Si une femme décide de déposer plainte, c’est aussi parce qu’elle a peur pour ses enfants, dont elle ne veut pas risquer de perdre la garde. On oublie trop souvent ces victimes collatérales, dont le nombre est officiellement de 90 000, mais qui avoisinerait plutôt 4 millions, d’après le docteur Ben Kemoun, psychiatre expert près la cour d’appel de Versailles. En effet, comment les repérer ? Les traces de coups ne sont pas toujours apparentes et, même si elles le sont, les enfants sont experts pour les dissimuler : il est trop difficile d’expliquer ce qui se passe à la maison. Cependant, des yeux n’oublient pas ce qu’ils ont vu, ni des oreilles ce qu’elles ont entendu, et ce quel que soit l’âge. Ce souvenir va évidemment transformer leur comportement au quotidien : les enfants victimes collatérales de violences conjugales sont quinze fois plus susceptibles que les autres d’être victimes de harcèlement ou de devenir eux-mêmes des prédateurs. Leur risque de connaître un retard scolaire est de 40 % plus élevé que celui d’un enfant élevé dans un contexte normal et ils développeront beaucoup plus souvent des maladies chroniques, telles des maladies cardio-vasculaires, mais aussi des troubles alimentaires, des conduites addictives ou des tendances suicidaires.

La prévention de la maltraitance est ainsi une prévention de la délinquance future. Nous devons agir vite, et nous le pouvons !

★ ★ ★ ★

CONSIGNES:
1. Selon l'extrait sur les enfants victimes de violences conjugales, combien d'enfants seraient réellement des victimes collatérales d'après le docteur Ben Kemoun ?
2. Rédigez la suite de l'extrait sur les enfants victimes de violences conjugales, à partir de sa dernière phrase.

DONNÉES À ANALYSER:
★ ★ ★ ★

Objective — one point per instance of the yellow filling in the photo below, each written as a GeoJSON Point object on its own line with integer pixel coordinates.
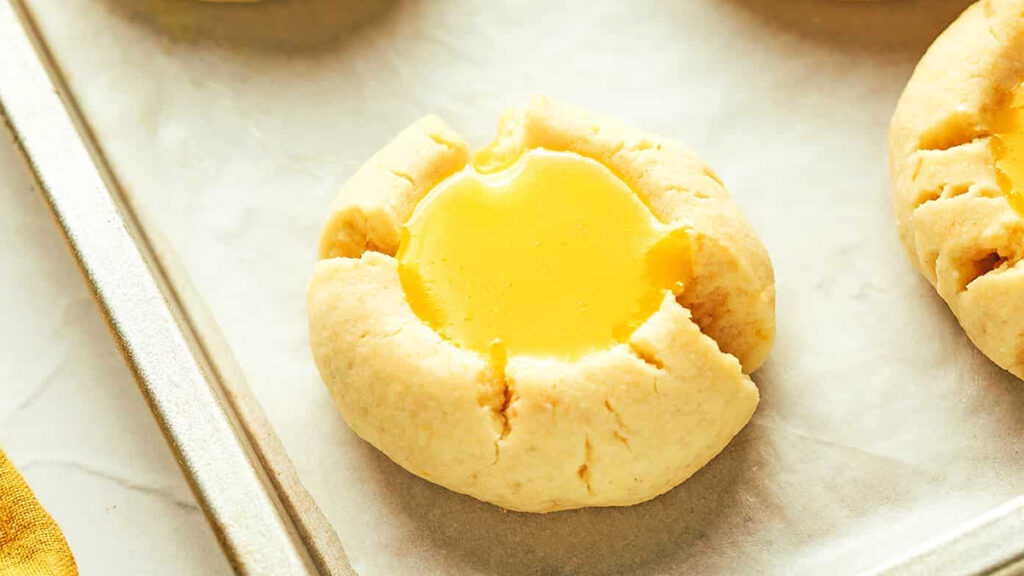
{"type": "Point", "coordinates": [1008, 147]}
{"type": "Point", "coordinates": [551, 256]}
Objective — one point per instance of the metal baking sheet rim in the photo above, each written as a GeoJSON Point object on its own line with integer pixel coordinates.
{"type": "Point", "coordinates": [991, 543]}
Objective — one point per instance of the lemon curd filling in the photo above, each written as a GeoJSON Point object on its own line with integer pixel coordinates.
{"type": "Point", "coordinates": [1008, 147]}
{"type": "Point", "coordinates": [552, 256]}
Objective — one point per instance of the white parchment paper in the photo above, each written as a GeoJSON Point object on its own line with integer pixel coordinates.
{"type": "Point", "coordinates": [880, 424]}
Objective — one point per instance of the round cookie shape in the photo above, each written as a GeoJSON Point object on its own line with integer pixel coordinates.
{"type": "Point", "coordinates": [951, 200]}
{"type": "Point", "coordinates": [615, 426]}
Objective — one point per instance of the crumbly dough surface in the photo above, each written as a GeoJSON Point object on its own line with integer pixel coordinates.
{"type": "Point", "coordinates": [615, 427]}
{"type": "Point", "coordinates": [953, 218]}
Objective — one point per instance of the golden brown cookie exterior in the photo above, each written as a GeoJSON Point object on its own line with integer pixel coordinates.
{"type": "Point", "coordinates": [616, 427]}
{"type": "Point", "coordinates": [953, 218]}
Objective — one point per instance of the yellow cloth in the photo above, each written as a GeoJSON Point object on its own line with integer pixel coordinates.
{"type": "Point", "coordinates": [31, 543]}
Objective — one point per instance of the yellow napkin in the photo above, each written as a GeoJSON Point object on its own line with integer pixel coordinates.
{"type": "Point", "coordinates": [31, 543]}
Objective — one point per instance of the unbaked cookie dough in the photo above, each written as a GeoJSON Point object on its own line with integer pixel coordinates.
{"type": "Point", "coordinates": [503, 402]}
{"type": "Point", "coordinates": [957, 171]}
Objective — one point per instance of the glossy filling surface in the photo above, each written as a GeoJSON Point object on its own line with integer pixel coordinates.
{"type": "Point", "coordinates": [552, 256]}
{"type": "Point", "coordinates": [1008, 147]}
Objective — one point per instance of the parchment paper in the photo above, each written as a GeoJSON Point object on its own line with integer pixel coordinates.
{"type": "Point", "coordinates": [880, 423]}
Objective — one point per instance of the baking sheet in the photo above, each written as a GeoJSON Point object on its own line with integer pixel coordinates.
{"type": "Point", "coordinates": [880, 424]}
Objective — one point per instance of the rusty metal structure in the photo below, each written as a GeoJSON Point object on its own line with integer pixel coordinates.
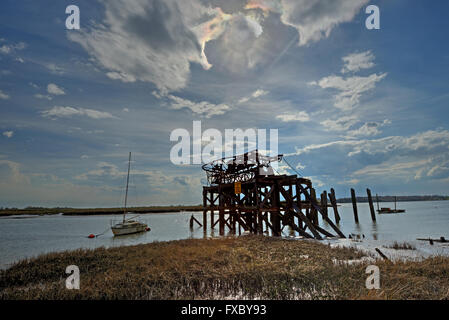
{"type": "Point", "coordinates": [244, 193]}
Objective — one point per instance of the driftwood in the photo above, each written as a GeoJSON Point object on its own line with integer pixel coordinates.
{"type": "Point", "coordinates": [382, 255]}
{"type": "Point", "coordinates": [441, 240]}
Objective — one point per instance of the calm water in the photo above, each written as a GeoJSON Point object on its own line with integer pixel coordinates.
{"type": "Point", "coordinates": [30, 236]}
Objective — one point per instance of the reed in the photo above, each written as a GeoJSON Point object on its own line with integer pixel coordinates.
{"type": "Point", "coordinates": [244, 267]}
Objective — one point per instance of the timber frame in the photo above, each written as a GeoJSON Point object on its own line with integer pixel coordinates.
{"type": "Point", "coordinates": [266, 204]}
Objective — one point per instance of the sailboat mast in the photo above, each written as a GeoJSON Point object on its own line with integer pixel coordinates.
{"type": "Point", "coordinates": [127, 183]}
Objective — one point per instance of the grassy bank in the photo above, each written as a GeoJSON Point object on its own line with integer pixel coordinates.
{"type": "Point", "coordinates": [96, 211]}
{"type": "Point", "coordinates": [244, 267]}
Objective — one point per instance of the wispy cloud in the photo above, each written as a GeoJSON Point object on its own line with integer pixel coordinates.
{"type": "Point", "coordinates": [256, 94]}
{"type": "Point", "coordinates": [11, 48]}
{"type": "Point", "coordinates": [358, 61]}
{"type": "Point", "coordinates": [350, 89]}
{"type": "Point", "coordinates": [8, 134]}
{"type": "Point", "coordinates": [3, 95]}
{"type": "Point", "coordinates": [203, 108]}
{"type": "Point", "coordinates": [43, 96]}
{"type": "Point", "coordinates": [300, 116]}
{"type": "Point", "coordinates": [55, 90]}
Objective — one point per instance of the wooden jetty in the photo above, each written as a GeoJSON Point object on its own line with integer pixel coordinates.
{"type": "Point", "coordinates": [243, 193]}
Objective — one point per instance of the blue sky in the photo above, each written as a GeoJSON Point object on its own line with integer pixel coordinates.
{"type": "Point", "coordinates": [354, 107]}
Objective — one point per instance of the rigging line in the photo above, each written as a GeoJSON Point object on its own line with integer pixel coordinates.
{"type": "Point", "coordinates": [283, 158]}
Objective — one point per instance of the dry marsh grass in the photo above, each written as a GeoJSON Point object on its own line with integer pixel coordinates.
{"type": "Point", "coordinates": [401, 246]}
{"type": "Point", "coordinates": [245, 268]}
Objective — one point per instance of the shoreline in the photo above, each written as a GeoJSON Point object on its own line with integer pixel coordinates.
{"type": "Point", "coordinates": [96, 211]}
{"type": "Point", "coordinates": [245, 267]}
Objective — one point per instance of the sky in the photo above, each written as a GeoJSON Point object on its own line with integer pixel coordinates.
{"type": "Point", "coordinates": [354, 108]}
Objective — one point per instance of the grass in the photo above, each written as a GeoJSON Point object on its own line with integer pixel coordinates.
{"type": "Point", "coordinates": [242, 267]}
{"type": "Point", "coordinates": [402, 246]}
{"type": "Point", "coordinates": [96, 211]}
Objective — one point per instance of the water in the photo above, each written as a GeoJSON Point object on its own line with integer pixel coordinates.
{"type": "Point", "coordinates": [24, 237]}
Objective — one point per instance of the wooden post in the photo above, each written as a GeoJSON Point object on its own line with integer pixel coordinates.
{"type": "Point", "coordinates": [333, 200]}
{"type": "Point", "coordinates": [212, 204]}
{"type": "Point", "coordinates": [221, 221]}
{"type": "Point", "coordinates": [313, 212]}
{"type": "Point", "coordinates": [354, 206]}
{"type": "Point", "coordinates": [275, 214]}
{"type": "Point", "coordinates": [205, 211]}
{"type": "Point", "coordinates": [371, 207]}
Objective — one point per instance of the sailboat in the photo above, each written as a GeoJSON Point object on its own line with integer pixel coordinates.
{"type": "Point", "coordinates": [128, 226]}
{"type": "Point", "coordinates": [388, 210]}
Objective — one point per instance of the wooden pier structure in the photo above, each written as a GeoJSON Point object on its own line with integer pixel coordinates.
{"type": "Point", "coordinates": [244, 193]}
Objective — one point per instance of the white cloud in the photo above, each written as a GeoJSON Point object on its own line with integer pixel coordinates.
{"type": "Point", "coordinates": [43, 96]}
{"type": "Point", "coordinates": [341, 124]}
{"type": "Point", "coordinates": [420, 142]}
{"type": "Point", "coordinates": [7, 49]}
{"type": "Point", "coordinates": [8, 134]}
{"type": "Point", "coordinates": [314, 19]}
{"type": "Point", "coordinates": [369, 129]}
{"type": "Point", "coordinates": [300, 116]}
{"type": "Point", "coordinates": [67, 112]}
{"type": "Point", "coordinates": [358, 61]}
{"type": "Point", "coordinates": [202, 108]}
{"type": "Point", "coordinates": [3, 95]}
{"type": "Point", "coordinates": [55, 68]}
{"type": "Point", "coordinates": [55, 90]}
{"type": "Point", "coordinates": [351, 88]}
{"type": "Point", "coordinates": [256, 94]}
{"type": "Point", "coordinates": [151, 41]}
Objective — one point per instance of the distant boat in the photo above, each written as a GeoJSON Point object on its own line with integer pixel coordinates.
{"type": "Point", "coordinates": [128, 226]}
{"type": "Point", "coordinates": [388, 210]}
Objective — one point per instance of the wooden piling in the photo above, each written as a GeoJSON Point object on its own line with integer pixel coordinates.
{"type": "Point", "coordinates": [333, 200]}
{"type": "Point", "coordinates": [371, 206]}
{"type": "Point", "coordinates": [324, 203]}
{"type": "Point", "coordinates": [354, 206]}
{"type": "Point", "coordinates": [204, 211]}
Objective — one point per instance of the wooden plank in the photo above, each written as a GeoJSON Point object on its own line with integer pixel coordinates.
{"type": "Point", "coordinates": [317, 207]}
{"type": "Point", "coordinates": [301, 215]}
{"type": "Point", "coordinates": [333, 200]}
{"type": "Point", "coordinates": [354, 206]}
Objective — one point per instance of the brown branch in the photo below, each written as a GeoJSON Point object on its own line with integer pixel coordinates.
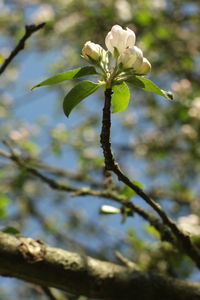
{"type": "Point", "coordinates": [165, 233]}
{"type": "Point", "coordinates": [110, 164]}
{"type": "Point", "coordinates": [29, 30]}
{"type": "Point", "coordinates": [33, 261]}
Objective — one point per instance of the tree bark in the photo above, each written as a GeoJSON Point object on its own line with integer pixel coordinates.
{"type": "Point", "coordinates": [36, 262]}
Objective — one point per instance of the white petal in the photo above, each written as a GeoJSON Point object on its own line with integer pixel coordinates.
{"type": "Point", "coordinates": [131, 38]}
{"type": "Point", "coordinates": [108, 42]}
{"type": "Point", "coordinates": [137, 64]}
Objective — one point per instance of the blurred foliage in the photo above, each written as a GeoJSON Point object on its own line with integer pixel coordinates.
{"type": "Point", "coordinates": [156, 142]}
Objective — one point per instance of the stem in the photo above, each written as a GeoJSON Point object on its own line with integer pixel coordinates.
{"type": "Point", "coordinates": [110, 164]}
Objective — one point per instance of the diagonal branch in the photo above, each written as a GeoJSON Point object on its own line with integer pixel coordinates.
{"type": "Point", "coordinates": [36, 262]}
{"type": "Point", "coordinates": [29, 30]}
{"type": "Point", "coordinates": [165, 233]}
{"type": "Point", "coordinates": [110, 164]}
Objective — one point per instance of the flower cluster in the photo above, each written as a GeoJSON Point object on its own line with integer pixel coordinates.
{"type": "Point", "coordinates": [121, 44]}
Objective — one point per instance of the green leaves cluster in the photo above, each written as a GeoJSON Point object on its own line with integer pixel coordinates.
{"type": "Point", "coordinates": [120, 96]}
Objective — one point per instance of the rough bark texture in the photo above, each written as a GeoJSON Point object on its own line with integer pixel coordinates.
{"type": "Point", "coordinates": [36, 262]}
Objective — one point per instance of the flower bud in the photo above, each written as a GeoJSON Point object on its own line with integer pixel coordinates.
{"type": "Point", "coordinates": [92, 52]}
{"type": "Point", "coordinates": [131, 58]}
{"type": "Point", "coordinates": [120, 39]}
{"type": "Point", "coordinates": [145, 67]}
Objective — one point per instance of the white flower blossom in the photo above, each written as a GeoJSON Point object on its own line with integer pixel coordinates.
{"type": "Point", "coordinates": [92, 51]}
{"type": "Point", "coordinates": [145, 68]}
{"type": "Point", "coordinates": [120, 39]}
{"type": "Point", "coordinates": [131, 58]}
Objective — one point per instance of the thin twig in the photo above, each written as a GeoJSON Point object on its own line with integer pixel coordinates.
{"type": "Point", "coordinates": [85, 191]}
{"type": "Point", "coordinates": [110, 164]}
{"type": "Point", "coordinates": [29, 30]}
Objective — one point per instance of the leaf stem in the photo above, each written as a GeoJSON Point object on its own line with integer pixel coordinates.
{"type": "Point", "coordinates": [110, 164]}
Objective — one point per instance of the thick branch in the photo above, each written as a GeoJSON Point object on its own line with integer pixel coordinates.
{"type": "Point", "coordinates": [110, 164]}
{"type": "Point", "coordinates": [85, 191]}
{"type": "Point", "coordinates": [33, 261]}
{"type": "Point", "coordinates": [29, 30]}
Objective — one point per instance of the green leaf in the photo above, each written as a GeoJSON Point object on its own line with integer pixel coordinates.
{"type": "Point", "coordinates": [148, 85]}
{"type": "Point", "coordinates": [120, 97]}
{"type": "Point", "coordinates": [82, 90]}
{"type": "Point", "coordinates": [76, 73]}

★ ★ ★ ★

LISTE DES RÉPONSES:
1. Près de 4 millions.

2.
Il s’agit tout d’abord de former les enseignants et les médecins à repérer les signaux faibles, ceux que l’on peut détecter dans le quotidien d’un enfant décrocheur ou en cas de changement de comportement. En effet, ils sont en première ligne et une formation de deux jours peut déjà permettre de les sensibiliser.

Il s’agit ensuite de respecter la parole de l’enfant, qui peut être dénaturée par les répétitions inévitables de son histoire – jusqu’à sept fois avant qu’elle n’atteigne les autorités compétentes.

Plus la situation est prise en charge rapidement, moins le traumatisme de l’enfant sera profond et son rétablissement sera rapide.

Nous devons mettre les moyens financiers à la hauteur des besoins matériels, aider la police et la gendarmerie à développer leurs programmes de sensibilisation et de prévention, qui fonctionnent déjà avec succès sur certains de nos territoires, et continuer à former à l’écoute de la parole de la victime, quelle qu’elle soit.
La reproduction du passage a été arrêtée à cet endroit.